**Problem description:**
Quote all of the data that follows exactly as written, skipping the images.

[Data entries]
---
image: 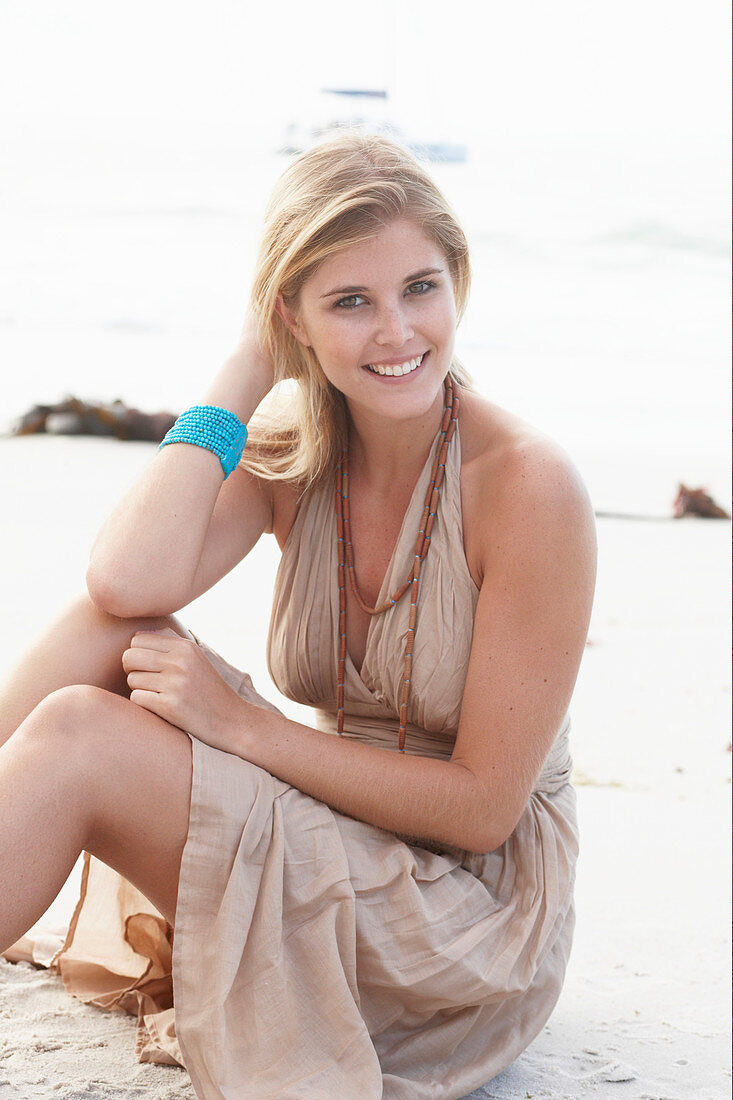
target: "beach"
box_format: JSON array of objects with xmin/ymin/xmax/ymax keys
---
[
  {"xmin": 0, "ymin": 434, "xmax": 730, "ymax": 1099},
  {"xmin": 1, "ymin": 1, "xmax": 730, "ymax": 1088}
]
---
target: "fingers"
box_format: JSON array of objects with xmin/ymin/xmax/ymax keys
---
[
  {"xmin": 123, "ymin": 634, "xmax": 199, "ymax": 718},
  {"xmin": 122, "ymin": 647, "xmax": 165, "ymax": 674},
  {"xmin": 129, "ymin": 688, "xmax": 181, "ymax": 728},
  {"xmin": 123, "ymin": 634, "xmax": 191, "ymax": 695},
  {"xmin": 129, "ymin": 687, "xmax": 159, "ymax": 709},
  {"xmin": 123, "ymin": 632, "xmax": 193, "ymax": 672},
  {"xmin": 129, "ymin": 681, "xmax": 191, "ymax": 732},
  {"xmin": 126, "ymin": 671, "xmax": 161, "ymax": 693},
  {"xmin": 129, "ymin": 629, "xmax": 179, "ymax": 651}
]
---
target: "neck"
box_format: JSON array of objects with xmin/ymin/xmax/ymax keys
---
[{"xmin": 345, "ymin": 385, "xmax": 448, "ymax": 495}]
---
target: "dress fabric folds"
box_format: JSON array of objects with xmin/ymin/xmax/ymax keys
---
[{"xmin": 45, "ymin": 425, "xmax": 579, "ymax": 1098}]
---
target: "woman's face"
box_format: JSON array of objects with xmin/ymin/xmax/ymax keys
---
[{"xmin": 282, "ymin": 218, "xmax": 457, "ymax": 424}]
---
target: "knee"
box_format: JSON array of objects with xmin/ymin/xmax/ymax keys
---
[
  {"xmin": 66, "ymin": 590, "xmax": 100, "ymax": 619},
  {"xmin": 16, "ymin": 684, "xmax": 116, "ymax": 759},
  {"xmin": 65, "ymin": 590, "xmax": 125, "ymax": 632},
  {"xmin": 68, "ymin": 590, "xmax": 149, "ymax": 635},
  {"xmin": 70, "ymin": 589, "xmax": 189, "ymax": 643}
]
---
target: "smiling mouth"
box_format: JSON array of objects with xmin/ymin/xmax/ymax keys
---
[{"xmin": 363, "ymin": 353, "xmax": 426, "ymax": 378}]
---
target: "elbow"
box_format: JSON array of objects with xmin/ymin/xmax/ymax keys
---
[
  {"xmin": 86, "ymin": 565, "xmax": 138, "ymax": 619},
  {"xmin": 85, "ymin": 563, "xmax": 180, "ymax": 620},
  {"xmin": 473, "ymin": 799, "xmax": 528, "ymax": 853},
  {"xmin": 484, "ymin": 807, "xmax": 524, "ymax": 852},
  {"xmin": 460, "ymin": 824, "xmax": 513, "ymax": 856},
  {"xmin": 449, "ymin": 774, "xmax": 524, "ymax": 854},
  {"xmin": 445, "ymin": 813, "xmax": 511, "ymax": 856}
]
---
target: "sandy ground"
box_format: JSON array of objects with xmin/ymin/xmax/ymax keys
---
[{"xmin": 0, "ymin": 435, "xmax": 730, "ymax": 1099}]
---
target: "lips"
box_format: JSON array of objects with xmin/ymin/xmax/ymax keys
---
[{"xmin": 364, "ymin": 353, "xmax": 426, "ymax": 378}]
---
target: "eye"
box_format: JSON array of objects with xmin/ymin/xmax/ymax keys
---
[
  {"xmin": 406, "ymin": 280, "xmax": 436, "ymax": 296},
  {"xmin": 334, "ymin": 294, "xmax": 366, "ymax": 310}
]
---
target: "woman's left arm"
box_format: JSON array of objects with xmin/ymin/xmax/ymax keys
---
[
  {"xmin": 448, "ymin": 439, "xmax": 597, "ymax": 846},
  {"xmin": 124, "ymin": 443, "xmax": 595, "ymax": 854}
]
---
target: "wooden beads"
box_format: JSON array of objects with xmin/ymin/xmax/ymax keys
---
[{"xmin": 334, "ymin": 377, "xmax": 460, "ymax": 750}]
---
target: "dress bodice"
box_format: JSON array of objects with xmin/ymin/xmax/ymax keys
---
[{"xmin": 267, "ymin": 424, "xmax": 572, "ymax": 791}]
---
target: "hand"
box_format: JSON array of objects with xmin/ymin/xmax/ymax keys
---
[
  {"xmin": 235, "ymin": 309, "xmax": 277, "ymax": 382},
  {"xmin": 123, "ymin": 629, "xmax": 246, "ymax": 752},
  {"xmin": 203, "ymin": 309, "xmax": 276, "ymax": 418}
]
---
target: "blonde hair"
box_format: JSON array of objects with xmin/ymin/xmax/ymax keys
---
[{"xmin": 243, "ymin": 130, "xmax": 472, "ymax": 487}]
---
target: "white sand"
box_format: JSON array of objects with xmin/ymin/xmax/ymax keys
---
[{"xmin": 0, "ymin": 436, "xmax": 730, "ymax": 1099}]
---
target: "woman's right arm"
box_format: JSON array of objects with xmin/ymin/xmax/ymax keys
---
[{"xmin": 86, "ymin": 326, "xmax": 275, "ymax": 619}]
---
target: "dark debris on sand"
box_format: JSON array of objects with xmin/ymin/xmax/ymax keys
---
[
  {"xmin": 6, "ymin": 400, "xmax": 732, "ymax": 521},
  {"xmin": 8, "ymin": 396, "xmax": 178, "ymax": 443},
  {"xmin": 673, "ymin": 483, "xmax": 730, "ymax": 519}
]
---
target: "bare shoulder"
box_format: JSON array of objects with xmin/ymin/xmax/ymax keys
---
[{"xmin": 458, "ymin": 388, "xmax": 596, "ymax": 586}]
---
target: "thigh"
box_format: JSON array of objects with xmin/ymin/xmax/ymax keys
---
[
  {"xmin": 68, "ymin": 686, "xmax": 194, "ymax": 926},
  {"xmin": 0, "ymin": 592, "xmax": 190, "ymax": 746}
]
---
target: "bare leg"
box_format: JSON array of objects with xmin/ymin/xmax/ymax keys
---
[
  {"xmin": 1, "ymin": 684, "xmax": 192, "ymax": 953},
  {"xmin": 0, "ymin": 592, "xmax": 189, "ymax": 747}
]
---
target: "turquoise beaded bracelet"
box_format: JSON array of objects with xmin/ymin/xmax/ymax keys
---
[{"xmin": 158, "ymin": 405, "xmax": 248, "ymax": 478}]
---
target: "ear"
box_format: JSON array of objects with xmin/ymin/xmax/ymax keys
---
[{"xmin": 275, "ymin": 294, "xmax": 311, "ymax": 347}]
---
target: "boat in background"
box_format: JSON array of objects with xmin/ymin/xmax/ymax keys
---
[{"xmin": 280, "ymin": 88, "xmax": 468, "ymax": 163}]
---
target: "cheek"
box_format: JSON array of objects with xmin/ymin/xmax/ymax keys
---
[
  {"xmin": 417, "ymin": 298, "xmax": 457, "ymax": 340},
  {"xmin": 311, "ymin": 317, "xmax": 367, "ymax": 360},
  {"xmin": 415, "ymin": 286, "xmax": 457, "ymax": 324}
]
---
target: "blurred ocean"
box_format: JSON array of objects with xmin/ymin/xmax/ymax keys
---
[{"xmin": 1, "ymin": 115, "xmax": 730, "ymax": 515}]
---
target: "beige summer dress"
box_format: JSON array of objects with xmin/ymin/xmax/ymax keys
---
[{"xmin": 42, "ymin": 424, "xmax": 579, "ymax": 1099}]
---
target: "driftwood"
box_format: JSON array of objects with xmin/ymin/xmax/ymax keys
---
[
  {"xmin": 7, "ymin": 400, "xmax": 731, "ymax": 521},
  {"xmin": 673, "ymin": 483, "xmax": 730, "ymax": 520},
  {"xmin": 8, "ymin": 397, "xmax": 177, "ymax": 443},
  {"xmin": 597, "ymin": 485, "xmax": 730, "ymax": 521}
]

**Problem solution:**
---
image: 
target: "beach"
box_format: JSON array of objects with xmin/ymin/xmax/ymax keys
---
[
  {"xmin": 0, "ymin": 434, "xmax": 730, "ymax": 1099},
  {"xmin": 1, "ymin": 1, "xmax": 730, "ymax": 1088}
]
---
target: "fingers"
box_format: JSON array of objects with xmin/ymin/xmax/ymax keys
---
[
  {"xmin": 123, "ymin": 634, "xmax": 199, "ymax": 718},
  {"xmin": 122, "ymin": 647, "xmax": 165, "ymax": 674},
  {"xmin": 129, "ymin": 688, "xmax": 181, "ymax": 728},
  {"xmin": 123, "ymin": 634, "xmax": 191, "ymax": 695},
  {"xmin": 129, "ymin": 687, "xmax": 159, "ymax": 709},
  {"xmin": 123, "ymin": 632, "xmax": 193, "ymax": 672},
  {"xmin": 129, "ymin": 681, "xmax": 191, "ymax": 732},
  {"xmin": 126, "ymin": 671, "xmax": 161, "ymax": 693},
  {"xmin": 129, "ymin": 629, "xmax": 179, "ymax": 651}
]
---
target: "neck"
box_format: JSON array of objects with xmin/ymin/xmax/ymax keys
---
[{"xmin": 345, "ymin": 385, "xmax": 448, "ymax": 495}]
---
target: "dress fabric folds"
box_format: JSON array of objects with xmin/ymin/xmax/ymax keys
---
[{"xmin": 45, "ymin": 425, "xmax": 579, "ymax": 1098}]
---
target: "woman's face"
box_format: JSON array of objects with xmin/ymin/xmax/ymax keys
---
[{"xmin": 282, "ymin": 218, "xmax": 457, "ymax": 424}]
---
target: "knee"
box_format: JSON array of objects with xmin/ymin/xmax/ymax keys
---
[
  {"xmin": 66, "ymin": 590, "xmax": 100, "ymax": 619},
  {"xmin": 16, "ymin": 684, "xmax": 116, "ymax": 759},
  {"xmin": 65, "ymin": 590, "xmax": 125, "ymax": 632},
  {"xmin": 68, "ymin": 590, "xmax": 149, "ymax": 635},
  {"xmin": 70, "ymin": 589, "xmax": 189, "ymax": 643}
]
---
target: "smiling mouth"
box_format: JSON array of objects with xmin/ymin/xmax/ymax keys
---
[{"xmin": 363, "ymin": 353, "xmax": 426, "ymax": 378}]
---
target: "elbow"
box_format: JSON array of objects with xmin/ymin/xmax/ymax keys
---
[
  {"xmin": 86, "ymin": 565, "xmax": 138, "ymax": 619},
  {"xmin": 85, "ymin": 563, "xmax": 180, "ymax": 620},
  {"xmin": 473, "ymin": 799, "xmax": 528, "ymax": 853},
  {"xmin": 484, "ymin": 807, "xmax": 524, "ymax": 852},
  {"xmin": 460, "ymin": 824, "xmax": 513, "ymax": 856},
  {"xmin": 449, "ymin": 774, "xmax": 524, "ymax": 854},
  {"xmin": 445, "ymin": 813, "xmax": 511, "ymax": 856}
]
---
target: "sandy ground"
box_format: JSON array of objects with xmin/ymin/xmax/ymax keys
---
[{"xmin": 0, "ymin": 435, "xmax": 730, "ymax": 1099}]
---
target: "lips"
box_format: JSON array of objects with xmin/ymin/xmax/ymax keys
---
[{"xmin": 364, "ymin": 353, "xmax": 426, "ymax": 378}]
---
target: "eye"
box_format: JSON array of objects with xmin/ymin/xmax/ymax keys
---
[
  {"xmin": 406, "ymin": 280, "xmax": 436, "ymax": 296},
  {"xmin": 334, "ymin": 294, "xmax": 366, "ymax": 310}
]
---
target: "woman's left arm"
box_format: JSON array of objects with xmin/ymin/xmax/ymax keys
---
[
  {"xmin": 448, "ymin": 439, "xmax": 597, "ymax": 846},
  {"xmin": 124, "ymin": 443, "xmax": 595, "ymax": 854}
]
---
target: "wooden beads"
box_format: JSON array of objects with xmin/ymin/xmax/ymax keys
---
[{"xmin": 334, "ymin": 377, "xmax": 460, "ymax": 750}]
---
target: "dress bodice"
box_format: JSON array of objects with xmin/ymin/xmax/ymax keys
---
[{"xmin": 267, "ymin": 424, "xmax": 572, "ymax": 791}]
---
target: "hand"
box_format: JSON array of objects with xmin/ymin/xmax/ymax keys
---
[
  {"xmin": 235, "ymin": 309, "xmax": 277, "ymax": 382},
  {"xmin": 123, "ymin": 629, "xmax": 246, "ymax": 752},
  {"xmin": 203, "ymin": 309, "xmax": 276, "ymax": 418}
]
---
target: "blonde hair"
box_format: JSON array of objects with xmin/ymin/xmax/ymax keys
---
[{"xmin": 243, "ymin": 130, "xmax": 472, "ymax": 487}]
---
target: "white sand"
box_format: JSON array of objects with xmin/ymin/xmax/ymax keys
---
[{"xmin": 0, "ymin": 436, "xmax": 730, "ymax": 1099}]
---
target: "woman's right arm"
box_format: JSON array of objects with xmin/ymin/xmax/ymax keys
---
[{"xmin": 86, "ymin": 326, "xmax": 275, "ymax": 619}]
---
target: "dark debris on sand"
box_format: JSON array of objects with xmin/ymin/xmax/ymax keys
---
[
  {"xmin": 6, "ymin": 400, "xmax": 732, "ymax": 521},
  {"xmin": 8, "ymin": 396, "xmax": 178, "ymax": 443},
  {"xmin": 673, "ymin": 483, "xmax": 730, "ymax": 519}
]
---
target: "bare shoulder"
box_format: JSON array of objects with xmin/ymin/xmax/ymax keys
---
[{"xmin": 458, "ymin": 388, "xmax": 596, "ymax": 586}]
---
target: "thigh"
box_format: JSON array of objects with xmin/ymin/xmax/ymax keys
---
[
  {"xmin": 68, "ymin": 686, "xmax": 194, "ymax": 926},
  {"xmin": 0, "ymin": 592, "xmax": 190, "ymax": 746}
]
---
target: "bare leg"
box_format: JSON array of objects with xmin/ymin/xmax/ymax keys
---
[
  {"xmin": 1, "ymin": 684, "xmax": 192, "ymax": 953},
  {"xmin": 0, "ymin": 592, "xmax": 189, "ymax": 747}
]
---
target: "turquoise beaded bracelet"
box_format: JSON array of objects with xmin/ymin/xmax/ymax keys
---
[{"xmin": 158, "ymin": 405, "xmax": 248, "ymax": 478}]
---
target: "ear"
box_format: JSON array of objects with xmin/ymin/xmax/ymax keys
---
[{"xmin": 275, "ymin": 294, "xmax": 311, "ymax": 347}]
---
target: "boat in background"
box_format: JSON array of objects with xmin/ymin/xmax/ymax keys
---
[{"xmin": 280, "ymin": 88, "xmax": 468, "ymax": 163}]
---
target: "cheek"
box_format: JSON array of objects with xmin/ymin/xmax/ymax keys
---
[
  {"xmin": 417, "ymin": 298, "xmax": 457, "ymax": 340},
  {"xmin": 311, "ymin": 317, "xmax": 367, "ymax": 360},
  {"xmin": 415, "ymin": 286, "xmax": 457, "ymax": 324}
]
---
target: "blurred ocean"
box_format: JSON array of objects with xmin/ymin/xmax/ymax keys
---
[{"xmin": 1, "ymin": 115, "xmax": 730, "ymax": 515}]
---
target: "beige summer dress"
box_format: JSON array of objects with xmin/ymin/xmax/ymax keys
---
[{"xmin": 42, "ymin": 424, "xmax": 579, "ymax": 1099}]
---
target: "driftwood"
box_format: JSON array of objects with xmin/ymin/xmax/ymax keys
---
[
  {"xmin": 7, "ymin": 400, "xmax": 731, "ymax": 521},
  {"xmin": 673, "ymin": 483, "xmax": 730, "ymax": 520},
  {"xmin": 8, "ymin": 397, "xmax": 177, "ymax": 443},
  {"xmin": 597, "ymin": 485, "xmax": 730, "ymax": 521}
]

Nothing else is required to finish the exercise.